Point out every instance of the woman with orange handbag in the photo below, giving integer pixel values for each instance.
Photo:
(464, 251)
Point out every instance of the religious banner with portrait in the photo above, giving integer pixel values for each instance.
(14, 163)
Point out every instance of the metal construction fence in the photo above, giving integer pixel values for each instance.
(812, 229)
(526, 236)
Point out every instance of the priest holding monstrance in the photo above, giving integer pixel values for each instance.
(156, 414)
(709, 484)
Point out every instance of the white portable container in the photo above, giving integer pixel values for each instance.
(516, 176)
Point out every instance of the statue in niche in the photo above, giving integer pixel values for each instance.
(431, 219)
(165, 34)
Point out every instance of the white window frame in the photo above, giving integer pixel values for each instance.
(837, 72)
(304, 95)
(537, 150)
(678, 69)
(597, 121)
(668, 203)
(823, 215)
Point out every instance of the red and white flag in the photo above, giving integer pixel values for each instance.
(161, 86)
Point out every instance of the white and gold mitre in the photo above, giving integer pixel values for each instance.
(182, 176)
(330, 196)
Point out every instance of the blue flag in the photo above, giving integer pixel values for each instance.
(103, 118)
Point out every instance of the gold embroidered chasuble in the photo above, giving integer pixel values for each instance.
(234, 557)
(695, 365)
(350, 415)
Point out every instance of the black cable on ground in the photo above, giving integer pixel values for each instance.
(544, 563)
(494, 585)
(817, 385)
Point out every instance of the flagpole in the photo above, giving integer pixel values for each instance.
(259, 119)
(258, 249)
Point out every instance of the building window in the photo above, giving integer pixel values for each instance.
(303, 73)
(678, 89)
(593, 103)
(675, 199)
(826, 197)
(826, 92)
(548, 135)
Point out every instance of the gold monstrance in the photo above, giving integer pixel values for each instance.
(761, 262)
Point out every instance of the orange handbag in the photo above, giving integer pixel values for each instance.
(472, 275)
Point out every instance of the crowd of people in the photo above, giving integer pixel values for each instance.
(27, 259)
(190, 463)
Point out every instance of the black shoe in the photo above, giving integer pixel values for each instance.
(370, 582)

........

### STATED PROBLEM
Rescale the items from the line containing "Point out every instance of the crowd" through the end of the items: reproduce each of those lines, requests included, with every point coordinate in the answers multiplied by 1.85 and rounded to a whole number, halves rounding up. Leave the request lines unchanged.

### CORRECT OUTPUT
Point out every instance of the crowd of people in the photo above, giving integer pixel values for each instance.
(50, 479)
(352, 857)
Point out every instance of the black shoe in the photo above, giving integer pixel values for each instance.
(685, 1077)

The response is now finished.